Volets de l'exercice:
a: Selon l'extrait, quelle était la garde au sol des petits camions testés sur le polygone d'essai de Dmitrov ?
b: Modifiez dans l'extrait tout le passage allant de « Le Ministère de l’industrie » jusqu'à « de nouvelles voitures. », en y remplaçant « polygone d'essai » par « terrain d'essai ».
c: Résumez l'extrait en deux phrases.

Extrait de page:
____
En URSS, les constructeurs amateurs ont fabriqué au fond de leurs garages et hangars, des voitures uniques de tous types : des GT, des jeeps à deux roues motrices, de vrais tout-terrains et même des véhicules amphibies. A l’époque de la perestroïka, on s’est même intéressé au plus haut niveau à certaines samodelka à quatre roues motrices. Leur cohérence et leur ingéniosité les rendaient théoriquement aptes à une production en petite série.
Parmi ces projets, on trouve les Tbilissi et Iveria. Ces véhicules 6x6 avaient été conçus en Géorgie à Bolnissi par Gouram Kvernadze, un véritable passionné. En 1986, sur la base de UAZ réformés et en reprenant une cabine de camion KAZ « Kolkhida », il a construit en seulement quatre mois un véhicule permettant d’évoluer sur les longs sentiers montagneux du Caucase, là même où les 4x4 soviétiques échouaient parfois. Il était équipé d’un moteur et d’une boîte de vitesses de GAZ-24 et de ponts UAZ qui bien sûr avaient nécessité de sérieuses retouches pour ceux du milieu et de l’arrière.
Après un premier essai concluant avec le tout-terrain Tbilissi, plusieurs autres véhicules avec des carrosseries différentes ont été assemblés, y compris un modèle baptisé Iveria, avec un moteur V8 et une transmission améliorée !
Le Ministère de l’industrie automobile de l’URSS s’est alors intéressé à l'initiative géorgienne. Plusieurs modèles ont été envoyés à l’Institut NAMI pour être testés sur le polygone d'essai de Dmitrov. Les ingénieurs-testeurs ont admis que ces petits camions avec leur garde au sol de 220 mm surpassaient le UAZ en termes de qualité de conduite et de capacité de charge, mais qu’ils nécessitaient de sérieuses améliorations, y compris au niveau de l'ergonomie. Les espoirs de Gouram Kvernadze étaient douchés ! Et ce d’autant plus qu’à cette époque en URSS, il y avait de plus en plus de problèmes peu compatibles avec la mise au point et la production de nouvelles voitures.
La coopérative «Vezdekhod», organisée à Bolnissi (qui de peu a failli être la première coopérative automobile en URSS) a mis fin à son activité au début des années 1990 après avoir construit pour le Ministère de la santé local plusieurs ambulances à trois essieux sur la base de UAZ déclassés.
____
Lignes de données:
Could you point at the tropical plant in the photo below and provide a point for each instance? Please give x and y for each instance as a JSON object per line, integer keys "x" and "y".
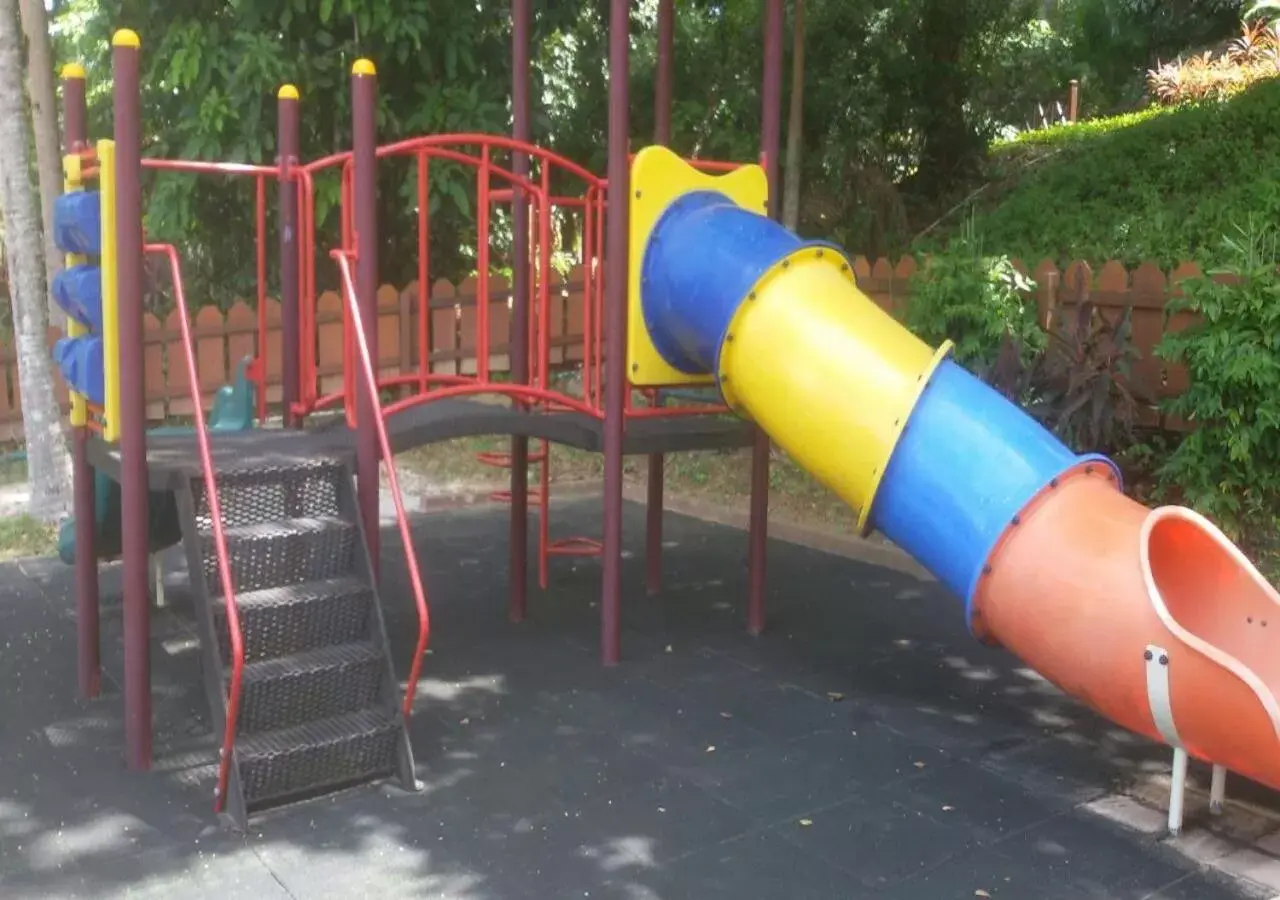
{"x": 976, "y": 301}
{"x": 1229, "y": 465}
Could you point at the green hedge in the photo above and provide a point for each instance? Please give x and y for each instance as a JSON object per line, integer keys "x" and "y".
{"x": 1161, "y": 184}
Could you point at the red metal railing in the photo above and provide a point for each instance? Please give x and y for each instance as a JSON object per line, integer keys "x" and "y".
{"x": 260, "y": 173}
{"x": 215, "y": 515}
{"x": 366, "y": 366}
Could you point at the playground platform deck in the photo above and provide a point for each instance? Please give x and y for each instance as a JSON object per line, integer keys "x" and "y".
{"x": 865, "y": 747}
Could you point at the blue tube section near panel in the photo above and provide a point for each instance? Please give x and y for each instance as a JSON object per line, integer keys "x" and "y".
{"x": 967, "y": 464}
{"x": 78, "y": 292}
{"x": 81, "y": 362}
{"x": 702, "y": 259}
{"x": 77, "y": 216}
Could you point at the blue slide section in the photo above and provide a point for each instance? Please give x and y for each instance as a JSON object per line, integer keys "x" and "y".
{"x": 78, "y": 292}
{"x": 968, "y": 461}
{"x": 81, "y": 362}
{"x": 77, "y": 223}
{"x": 691, "y": 286}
____
Consignes résolues:
a: 220 mm.

b:
Le Ministère de l’industrie automobile de l’URSS s’est alors intéressé à l'initiative géorgienne. Plusieurs modèles ont été envoyés à l’Institut NAMI pour être testés sur le terrain d'essai de Dmitrov. Les ingénieurs-testeurs ont admis que ces petits camions avec leur garde au sol de 220 mm surpassaient le UAZ en termes de qualité de conduite et de capacité de charge, mais qu’ils nécessitaient de sérieuses améliorations, y compris au niveau de l'ergonomie. Les espoirs de Gouram Kvernadze étaient douchés ! Et ce d’autant plus qu’à cette époque en URSS, il y avait de plus en plus de problèmes peu compatibles avec la mise au point et la production de nouvelles voitures.

c: En URSS, des constructeurs amateurs ont fabriqué des véhicules uniques, parmi lesquels les 6x6 Tbilissi et Iveria, conçus en Géorgie par Gouram Kvernadze sur la base de UAZ réformés. Testés par l'Institut NAMI, ces véhicules surpassaient le UAZ en qualité de conduite et en capacité de charge mais exigeaient de sérieuses améliorations, et la coopérative « Vezdekhod » de Bolnissi a cessé son activité au début des années 1990.